Goal of the exercise: Identify every line in the rows below that contains the word "shoreline", and copy each of those lines.

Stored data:
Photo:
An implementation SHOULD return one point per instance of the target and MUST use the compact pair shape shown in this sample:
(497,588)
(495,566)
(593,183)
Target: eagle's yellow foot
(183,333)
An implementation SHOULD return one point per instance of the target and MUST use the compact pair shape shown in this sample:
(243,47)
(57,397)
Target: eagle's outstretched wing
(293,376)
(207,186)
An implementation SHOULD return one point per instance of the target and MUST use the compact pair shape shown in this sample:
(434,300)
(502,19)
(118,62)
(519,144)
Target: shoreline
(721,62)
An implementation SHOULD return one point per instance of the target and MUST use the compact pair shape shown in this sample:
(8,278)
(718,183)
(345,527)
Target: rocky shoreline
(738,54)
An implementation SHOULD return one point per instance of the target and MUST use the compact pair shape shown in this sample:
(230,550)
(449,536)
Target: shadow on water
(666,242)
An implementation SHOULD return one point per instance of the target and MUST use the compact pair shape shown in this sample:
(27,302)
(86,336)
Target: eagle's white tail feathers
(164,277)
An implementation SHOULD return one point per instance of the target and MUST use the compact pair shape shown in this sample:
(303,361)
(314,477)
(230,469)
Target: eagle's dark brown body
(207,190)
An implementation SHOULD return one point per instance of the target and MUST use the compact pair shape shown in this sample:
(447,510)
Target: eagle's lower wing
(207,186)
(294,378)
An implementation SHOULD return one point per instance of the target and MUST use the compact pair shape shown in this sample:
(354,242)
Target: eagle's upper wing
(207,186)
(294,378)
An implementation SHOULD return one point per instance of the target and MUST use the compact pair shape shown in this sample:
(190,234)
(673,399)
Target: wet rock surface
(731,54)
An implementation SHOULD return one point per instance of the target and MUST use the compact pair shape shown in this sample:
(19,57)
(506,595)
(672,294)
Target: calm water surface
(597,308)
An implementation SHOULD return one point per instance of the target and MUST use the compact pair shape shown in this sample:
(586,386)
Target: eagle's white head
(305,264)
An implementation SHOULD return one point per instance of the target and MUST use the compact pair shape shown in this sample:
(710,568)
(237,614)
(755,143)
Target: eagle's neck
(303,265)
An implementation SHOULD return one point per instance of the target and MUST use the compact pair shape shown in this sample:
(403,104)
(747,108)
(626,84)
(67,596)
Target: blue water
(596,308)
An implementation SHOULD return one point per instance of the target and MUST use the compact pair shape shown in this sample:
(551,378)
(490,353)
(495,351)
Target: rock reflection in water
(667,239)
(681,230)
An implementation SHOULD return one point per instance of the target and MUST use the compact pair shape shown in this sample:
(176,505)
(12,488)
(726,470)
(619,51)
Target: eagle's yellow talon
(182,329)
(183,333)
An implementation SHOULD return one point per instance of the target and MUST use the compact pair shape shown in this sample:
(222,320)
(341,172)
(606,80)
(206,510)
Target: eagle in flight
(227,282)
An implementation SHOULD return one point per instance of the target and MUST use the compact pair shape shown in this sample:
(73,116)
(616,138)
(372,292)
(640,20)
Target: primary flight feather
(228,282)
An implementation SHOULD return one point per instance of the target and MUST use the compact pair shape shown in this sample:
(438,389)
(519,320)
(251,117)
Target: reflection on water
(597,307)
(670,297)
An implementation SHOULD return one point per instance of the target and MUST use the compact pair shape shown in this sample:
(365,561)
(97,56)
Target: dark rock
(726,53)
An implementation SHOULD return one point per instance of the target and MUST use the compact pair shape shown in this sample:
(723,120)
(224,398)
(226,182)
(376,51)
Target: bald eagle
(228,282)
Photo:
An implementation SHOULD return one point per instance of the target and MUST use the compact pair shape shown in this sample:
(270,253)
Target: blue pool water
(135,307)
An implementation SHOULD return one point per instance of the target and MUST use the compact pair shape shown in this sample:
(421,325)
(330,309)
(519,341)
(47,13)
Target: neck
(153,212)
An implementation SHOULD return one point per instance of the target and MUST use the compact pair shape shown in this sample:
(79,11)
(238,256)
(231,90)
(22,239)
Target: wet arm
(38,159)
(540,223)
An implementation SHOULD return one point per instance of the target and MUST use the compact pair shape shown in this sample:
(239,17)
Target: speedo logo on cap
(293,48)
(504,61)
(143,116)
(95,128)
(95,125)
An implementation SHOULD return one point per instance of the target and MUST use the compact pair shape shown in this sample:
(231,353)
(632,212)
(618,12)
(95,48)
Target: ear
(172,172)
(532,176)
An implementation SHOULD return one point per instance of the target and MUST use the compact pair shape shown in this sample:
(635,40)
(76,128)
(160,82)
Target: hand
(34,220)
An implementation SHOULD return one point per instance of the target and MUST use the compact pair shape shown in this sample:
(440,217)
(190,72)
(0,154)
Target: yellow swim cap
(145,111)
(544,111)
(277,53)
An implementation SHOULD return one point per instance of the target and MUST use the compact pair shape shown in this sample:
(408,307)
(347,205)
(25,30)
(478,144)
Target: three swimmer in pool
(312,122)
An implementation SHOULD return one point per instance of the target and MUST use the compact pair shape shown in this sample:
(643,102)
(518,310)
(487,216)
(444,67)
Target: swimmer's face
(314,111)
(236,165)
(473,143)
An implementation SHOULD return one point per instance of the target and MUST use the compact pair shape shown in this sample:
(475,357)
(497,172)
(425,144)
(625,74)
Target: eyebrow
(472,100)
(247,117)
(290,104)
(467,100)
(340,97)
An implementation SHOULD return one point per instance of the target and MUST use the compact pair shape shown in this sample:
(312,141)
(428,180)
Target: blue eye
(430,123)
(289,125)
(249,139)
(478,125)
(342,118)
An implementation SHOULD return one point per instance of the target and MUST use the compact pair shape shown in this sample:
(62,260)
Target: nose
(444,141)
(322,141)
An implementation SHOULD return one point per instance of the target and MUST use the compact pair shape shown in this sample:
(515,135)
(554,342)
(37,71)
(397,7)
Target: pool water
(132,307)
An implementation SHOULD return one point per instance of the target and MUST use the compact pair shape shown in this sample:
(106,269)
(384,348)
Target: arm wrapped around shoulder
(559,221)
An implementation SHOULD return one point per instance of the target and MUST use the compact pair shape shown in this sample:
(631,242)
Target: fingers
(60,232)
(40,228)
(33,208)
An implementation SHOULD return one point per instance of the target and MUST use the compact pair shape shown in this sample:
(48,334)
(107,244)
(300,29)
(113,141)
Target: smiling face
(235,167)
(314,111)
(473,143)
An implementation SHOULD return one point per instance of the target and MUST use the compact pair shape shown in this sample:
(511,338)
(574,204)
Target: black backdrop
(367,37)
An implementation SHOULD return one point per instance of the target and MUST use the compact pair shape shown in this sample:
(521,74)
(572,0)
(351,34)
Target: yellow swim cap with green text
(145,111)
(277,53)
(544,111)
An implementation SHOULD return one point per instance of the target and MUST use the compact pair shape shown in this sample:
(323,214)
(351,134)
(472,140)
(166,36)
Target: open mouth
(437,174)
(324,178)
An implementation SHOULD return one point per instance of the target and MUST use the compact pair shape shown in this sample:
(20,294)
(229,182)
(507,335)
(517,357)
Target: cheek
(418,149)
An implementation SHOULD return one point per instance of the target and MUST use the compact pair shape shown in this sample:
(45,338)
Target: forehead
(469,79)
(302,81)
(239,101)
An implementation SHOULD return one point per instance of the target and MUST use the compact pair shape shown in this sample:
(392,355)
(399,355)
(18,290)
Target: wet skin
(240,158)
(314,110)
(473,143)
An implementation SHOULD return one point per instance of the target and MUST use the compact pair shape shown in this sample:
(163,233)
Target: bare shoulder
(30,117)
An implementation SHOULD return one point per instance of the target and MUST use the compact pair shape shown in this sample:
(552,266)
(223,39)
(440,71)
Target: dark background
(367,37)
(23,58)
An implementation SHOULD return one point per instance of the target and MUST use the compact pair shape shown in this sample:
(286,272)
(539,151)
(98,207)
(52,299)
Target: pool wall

Task output:
Target: shoreline
Target: rocky shoreline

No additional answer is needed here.